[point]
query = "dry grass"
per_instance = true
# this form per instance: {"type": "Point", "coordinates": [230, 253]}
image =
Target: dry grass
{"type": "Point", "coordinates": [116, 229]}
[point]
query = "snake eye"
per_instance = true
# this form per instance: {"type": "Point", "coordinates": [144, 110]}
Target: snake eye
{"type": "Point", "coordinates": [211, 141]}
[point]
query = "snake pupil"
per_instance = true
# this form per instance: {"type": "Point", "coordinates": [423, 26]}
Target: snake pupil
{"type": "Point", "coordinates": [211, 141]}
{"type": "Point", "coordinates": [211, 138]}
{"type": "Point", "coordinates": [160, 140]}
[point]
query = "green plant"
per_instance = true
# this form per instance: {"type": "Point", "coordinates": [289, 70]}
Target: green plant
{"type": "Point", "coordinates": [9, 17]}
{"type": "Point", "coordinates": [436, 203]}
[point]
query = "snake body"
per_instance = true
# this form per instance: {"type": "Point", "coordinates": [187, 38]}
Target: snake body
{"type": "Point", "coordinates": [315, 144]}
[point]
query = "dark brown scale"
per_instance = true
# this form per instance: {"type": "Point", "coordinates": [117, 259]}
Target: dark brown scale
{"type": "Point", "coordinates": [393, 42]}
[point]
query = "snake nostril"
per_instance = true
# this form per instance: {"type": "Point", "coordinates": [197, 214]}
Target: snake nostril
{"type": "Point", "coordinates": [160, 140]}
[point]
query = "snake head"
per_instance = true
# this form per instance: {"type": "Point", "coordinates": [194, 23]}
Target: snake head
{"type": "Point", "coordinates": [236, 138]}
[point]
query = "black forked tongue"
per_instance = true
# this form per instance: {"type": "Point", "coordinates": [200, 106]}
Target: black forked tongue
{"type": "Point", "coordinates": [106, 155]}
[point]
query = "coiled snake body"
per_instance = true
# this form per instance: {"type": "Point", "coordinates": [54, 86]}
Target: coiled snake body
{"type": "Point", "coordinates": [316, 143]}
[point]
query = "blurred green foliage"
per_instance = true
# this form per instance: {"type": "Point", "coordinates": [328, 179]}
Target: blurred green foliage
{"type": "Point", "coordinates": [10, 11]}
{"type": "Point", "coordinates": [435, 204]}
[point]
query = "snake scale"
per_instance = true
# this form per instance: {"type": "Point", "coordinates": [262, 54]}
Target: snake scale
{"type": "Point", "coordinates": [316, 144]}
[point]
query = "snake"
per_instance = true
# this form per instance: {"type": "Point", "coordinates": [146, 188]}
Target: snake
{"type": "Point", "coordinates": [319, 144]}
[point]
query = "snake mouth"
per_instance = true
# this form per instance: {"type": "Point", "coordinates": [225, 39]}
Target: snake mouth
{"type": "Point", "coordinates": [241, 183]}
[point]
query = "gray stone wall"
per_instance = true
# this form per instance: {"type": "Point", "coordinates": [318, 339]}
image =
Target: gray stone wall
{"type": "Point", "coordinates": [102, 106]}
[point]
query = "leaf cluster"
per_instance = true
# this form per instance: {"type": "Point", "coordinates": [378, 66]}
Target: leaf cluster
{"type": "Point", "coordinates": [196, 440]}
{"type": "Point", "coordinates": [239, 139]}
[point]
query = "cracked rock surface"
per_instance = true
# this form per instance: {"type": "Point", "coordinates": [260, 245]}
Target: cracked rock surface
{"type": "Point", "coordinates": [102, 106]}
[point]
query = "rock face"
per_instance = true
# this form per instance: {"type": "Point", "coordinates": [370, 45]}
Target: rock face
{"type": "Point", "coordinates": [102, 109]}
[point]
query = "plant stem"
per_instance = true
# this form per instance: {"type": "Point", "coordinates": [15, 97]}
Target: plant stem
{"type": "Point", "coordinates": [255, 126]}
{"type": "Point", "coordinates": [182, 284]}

### Aim of the task
Output all of the material, please, exactly as it stands.

### Written solution
[point]
query = "dry grass"
per_instance = true
# this form per instance: {"type": "Point", "coordinates": [230, 253]}
image =
Target: dry grass
{"type": "Point", "coordinates": [116, 229]}
[point]
query = "snake eye"
per_instance = true
# this form per instance: {"type": "Point", "coordinates": [144, 110]}
Target: snake eye
{"type": "Point", "coordinates": [211, 141]}
[point]
query = "snake pupil"
per_instance = true
# this form per instance: {"type": "Point", "coordinates": [423, 26]}
Target: snake pupil
{"type": "Point", "coordinates": [211, 141]}
{"type": "Point", "coordinates": [211, 138]}
{"type": "Point", "coordinates": [160, 140]}
[point]
query = "green plant"
per_instance = true
# this form per instance: {"type": "Point", "coordinates": [289, 70]}
Target: green plant
{"type": "Point", "coordinates": [9, 17]}
{"type": "Point", "coordinates": [436, 203]}
[point]
query = "snake body"
per_instance = true
# this form per instance: {"type": "Point", "coordinates": [187, 38]}
Target: snake body
{"type": "Point", "coordinates": [315, 144]}
[point]
query = "dark brown scale"
per_instance = true
# this form per instance: {"type": "Point", "coordinates": [117, 259]}
Target: dark brown scale
{"type": "Point", "coordinates": [393, 42]}
[point]
query = "snake nostril"
per_instance = true
# this form per instance: {"type": "Point", "coordinates": [197, 214]}
Target: snake nostril
{"type": "Point", "coordinates": [160, 140]}
[point]
query = "snake head"
per_instance = true
# this form per instance: {"type": "Point", "coordinates": [194, 23]}
Target: snake head
{"type": "Point", "coordinates": [236, 138]}
[point]
query = "black forked tongue"
per_instance = true
# this form per instance: {"type": "Point", "coordinates": [200, 106]}
Target: black forked tongue
{"type": "Point", "coordinates": [106, 155]}
[point]
query = "coiled snake body"
per_instance = true
# this form per instance: {"type": "Point", "coordinates": [54, 86]}
Target: coiled snake body
{"type": "Point", "coordinates": [316, 143]}
[point]
query = "blurred green foliage"
per_instance = true
# this form per instance: {"type": "Point", "coordinates": [328, 179]}
Target: blurred green foliage
{"type": "Point", "coordinates": [10, 11]}
{"type": "Point", "coordinates": [435, 204]}
[point]
query = "snake scale"
per_instance = true
# this form per instance: {"type": "Point", "coordinates": [262, 54]}
Target: snake scale
{"type": "Point", "coordinates": [316, 144]}
[point]
query = "snake"
per_instance = true
# this form per instance: {"type": "Point", "coordinates": [146, 188]}
Target: snake
{"type": "Point", "coordinates": [319, 144]}
[point]
query = "snake mouth"
per_instance = true
# this form per instance: {"type": "Point", "coordinates": [225, 39]}
Target: snake mouth
{"type": "Point", "coordinates": [241, 183]}
[point]
query = "gray stone wall"
per_instance = true
# this form per instance: {"type": "Point", "coordinates": [318, 339]}
image =
Target: gray stone wall
{"type": "Point", "coordinates": [102, 106]}
[point]
query = "leaf cluster"
per_instance = true
# this form per instance: {"type": "Point", "coordinates": [378, 66]}
Target: leaf cluster
{"type": "Point", "coordinates": [196, 440]}
{"type": "Point", "coordinates": [239, 139]}
[point]
query = "cracked rock surface"
per_instance = true
# this form per instance: {"type": "Point", "coordinates": [260, 245]}
Target: cracked rock surface
{"type": "Point", "coordinates": [102, 106]}
[point]
query = "rock face"
per_instance = true
# this form per instance: {"type": "Point", "coordinates": [370, 45]}
Target: rock face
{"type": "Point", "coordinates": [102, 109]}
[point]
query = "plant stem"
per_instance = true
# this form per instance: {"type": "Point", "coordinates": [15, 97]}
Target: plant stem
{"type": "Point", "coordinates": [255, 126]}
{"type": "Point", "coordinates": [182, 284]}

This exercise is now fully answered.